Each line below with the string "hand" should be copied.
═══
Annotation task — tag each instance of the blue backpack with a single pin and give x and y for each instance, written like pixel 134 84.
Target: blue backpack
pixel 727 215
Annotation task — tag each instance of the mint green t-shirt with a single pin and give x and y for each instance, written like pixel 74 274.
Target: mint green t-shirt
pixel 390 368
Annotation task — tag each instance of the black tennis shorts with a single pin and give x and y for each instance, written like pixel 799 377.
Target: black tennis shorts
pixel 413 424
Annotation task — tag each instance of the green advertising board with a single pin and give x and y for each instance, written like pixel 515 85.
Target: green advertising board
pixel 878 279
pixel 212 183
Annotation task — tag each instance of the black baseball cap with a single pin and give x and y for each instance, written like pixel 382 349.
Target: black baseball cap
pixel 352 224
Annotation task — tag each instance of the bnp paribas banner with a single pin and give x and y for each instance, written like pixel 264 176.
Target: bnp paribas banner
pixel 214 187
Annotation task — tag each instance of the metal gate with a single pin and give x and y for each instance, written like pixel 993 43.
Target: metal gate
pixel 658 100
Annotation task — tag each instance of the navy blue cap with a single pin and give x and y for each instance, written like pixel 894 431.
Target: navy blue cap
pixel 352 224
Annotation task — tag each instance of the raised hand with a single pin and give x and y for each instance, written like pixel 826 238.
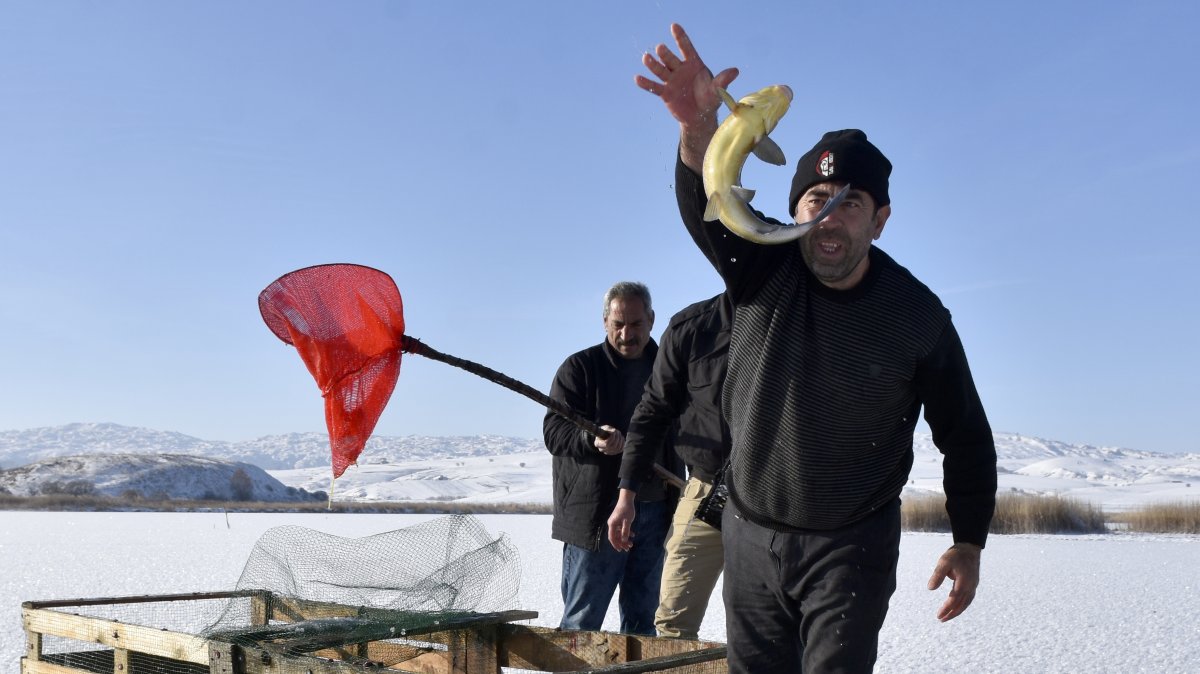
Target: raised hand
═══
◆ **Result**:
Annotation task — tag each instance of the raised hand with a single pin and give x and y for each instance, written like pixel 826 238.
Target: raised hand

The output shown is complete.